Reproduce the numpy interpolation text from "I'm looking for" up to and including "way around this?", substituting "date_array" for every "arr1".

** Begin Extract **

I'm looking for a function analogous to np.interp that can work with datetime objects.
For example:
import datetime, numpy as np
arr1 = np.array([datetime.datetime(2008,1,d) for d in range(1,10)])
arr2 = np.arange(1,10)
np.interp(datetime.datetime(2008,1,5,12),arr1,arr2)
would ideally return 5.5, but numpy raises TypeError: array cannot be safely cast to required type. Is there a nice pythonic way around this?
numpy.interp() function expects that arr1 and arr2 are 1D sequences of floats i.e., you should convert the sequence of datetime objects to 1D sequence of floats if you want to use np.interp().

** End Extract **
** Begin Dataset extract **

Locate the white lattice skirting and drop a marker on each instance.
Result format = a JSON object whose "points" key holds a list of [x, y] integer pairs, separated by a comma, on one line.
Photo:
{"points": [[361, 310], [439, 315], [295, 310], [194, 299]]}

** End Dataset extract **

> [Full response]:
I'm looking for a function analogous to np.interp that can work with datetime objects.
For example:
import datetime, numpy as np
date_array = np.array([datetime.datetime(2008,1,d) for d in range(1,10)])
arr2 = np.arange(1,10)
np.interp(datetime.datetime(2008,1,5,12),date_array,arr2)
would ideally return 5.5, but numpy raises TypeError: array cannot be safely cast to required type. Is there a nice pythonic way around this?